**Goals**
A – In the iommufd discussion below, extract the part that opens with the words containing "The point made" and closes with "before adopting it.", copying it without any change.
B – Answer these questions from the iommufd discussion below, each on its own line:
(i) What does iommufd use the content of the iommu_domain as storage for?
(ii) Besides a vIOMMU, what other case is given in which a page fault would block until IOMMUFD is set up?
(iii) What advanced concept does the reply say there is no support for yet?

**Excerpted passage**
The point made before was that iommufd hard depends on the content of
the iommu_domain for correctness since it uses it as the storage for
the PFNs.

Making an assumption that the prior kernle domain matches what iommufd
requires opens up the easy possibility of hypervisor kernel
corruption.

I think this is a bad direction..

You have to at least validate that userspace has set things up in a
way that is consistent with the prior domain before adopting it.

It would be easier to understand this if the performance costs of
doing such a validation was more understood. Perhaps it can be
optimized somehow.

> > > then it would be useful to avoid rebuilding identical tables. Maybe it
> > > ends up being in the "warm" path - the VM can start running but will
> > > sleep if taking a page fault before IOMMUFD is re-initalised...
> > 
> > I didn't think you'd support page faults? There are bigger issues here
> > if you expect to have a vIOMMU in the guest.
> 
> vIOMMU is one case, but another is memory oversubscription. With PRI/ATS
> we can oversubscribe memory which is DMA mapped. In that case a page
> fault would be a blocking operation until IOMMUFD is all set up and
> ready to go. I suspect there will be benefit in getting this fast, but
> as long as we have a path to optimise it in future I'm totally fine to
> start with re-creating everything.

Yes, this is true, but if you intend to do this kind of manipulation
of the page table then it really should be in the exact format the new
kernel is tested to understand. Expecting the new kernel to interwork
with the old kernel's page table is likely to be OK, but also along
the same lines of your fear there could be differences :\

Still, PRI/ATS for backing guests storage is a pretty advanced
concept, we don't have support for that yet.

Jason
Jacob Pan Oct. 16, 2024, 10:20 p.m. UTC | #12
Hi James,

On Mon, 16 Sep 2024 13:30:54 +0200
James Gowans <jgowans@amazon.com> wrote:

> +static int serialise_iommufd(void *fdt, struct iommufd_ctx *ictx)

**Recorded data**
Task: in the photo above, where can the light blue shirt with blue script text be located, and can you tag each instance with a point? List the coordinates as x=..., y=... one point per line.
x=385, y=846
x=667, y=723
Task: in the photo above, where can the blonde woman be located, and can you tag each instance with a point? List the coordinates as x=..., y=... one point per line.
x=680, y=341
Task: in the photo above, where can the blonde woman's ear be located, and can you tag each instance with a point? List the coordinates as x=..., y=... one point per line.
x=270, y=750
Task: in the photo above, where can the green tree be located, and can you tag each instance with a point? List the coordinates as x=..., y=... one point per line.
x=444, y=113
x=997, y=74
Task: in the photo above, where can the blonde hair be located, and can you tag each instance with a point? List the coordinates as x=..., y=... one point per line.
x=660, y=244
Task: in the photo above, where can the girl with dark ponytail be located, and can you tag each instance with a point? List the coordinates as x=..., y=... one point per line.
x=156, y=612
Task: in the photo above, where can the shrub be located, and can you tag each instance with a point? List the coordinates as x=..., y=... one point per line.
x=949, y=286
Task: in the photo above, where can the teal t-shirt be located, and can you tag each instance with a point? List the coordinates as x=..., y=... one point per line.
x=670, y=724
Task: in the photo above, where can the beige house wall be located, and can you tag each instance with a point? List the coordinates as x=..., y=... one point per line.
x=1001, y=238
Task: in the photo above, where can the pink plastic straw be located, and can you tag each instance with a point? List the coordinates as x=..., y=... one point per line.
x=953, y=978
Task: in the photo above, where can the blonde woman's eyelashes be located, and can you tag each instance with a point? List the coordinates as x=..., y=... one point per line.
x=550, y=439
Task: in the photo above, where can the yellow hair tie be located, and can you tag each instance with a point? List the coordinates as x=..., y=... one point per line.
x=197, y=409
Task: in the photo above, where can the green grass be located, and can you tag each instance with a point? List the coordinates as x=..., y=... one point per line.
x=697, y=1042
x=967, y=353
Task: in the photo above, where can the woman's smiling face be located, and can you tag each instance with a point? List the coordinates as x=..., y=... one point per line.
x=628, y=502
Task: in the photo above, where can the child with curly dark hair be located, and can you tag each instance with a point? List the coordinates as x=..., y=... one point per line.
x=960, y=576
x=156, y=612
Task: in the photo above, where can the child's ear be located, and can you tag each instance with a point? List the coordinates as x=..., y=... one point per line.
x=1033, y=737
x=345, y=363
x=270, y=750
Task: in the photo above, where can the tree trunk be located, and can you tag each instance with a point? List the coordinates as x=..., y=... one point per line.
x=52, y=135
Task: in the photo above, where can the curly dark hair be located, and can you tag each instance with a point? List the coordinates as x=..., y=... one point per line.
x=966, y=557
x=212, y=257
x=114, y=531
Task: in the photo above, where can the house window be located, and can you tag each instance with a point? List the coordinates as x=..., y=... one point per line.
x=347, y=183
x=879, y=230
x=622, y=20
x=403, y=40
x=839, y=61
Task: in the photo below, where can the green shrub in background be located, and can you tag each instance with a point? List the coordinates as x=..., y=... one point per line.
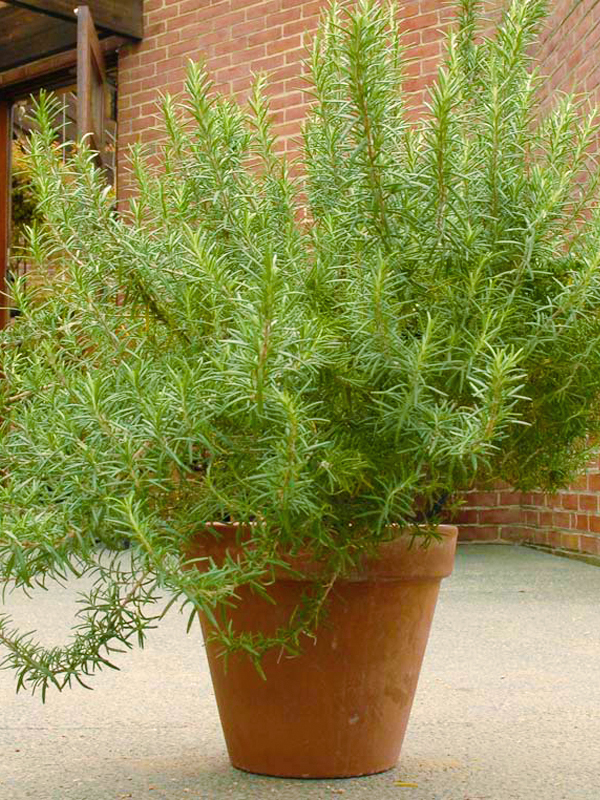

**Exercise solutions**
A –
The point made before was that iommufd hard depends on the content of
the iommu_domain for correctness since it uses it as the storage for
the PFNs.

Making an assumption that the prior kernle domain matches what iommufd
requires opens up the easy possibility of hypervisor kernel
corruption.

I think this is a bad direction..

You have to at least validate that userspace has set things up in a
way that is consistent with the prior domain before adopting it.

B –
(i) The PFNs.
(ii) Memory oversubscription.
(iii) PRI/ATS for backing guests storage.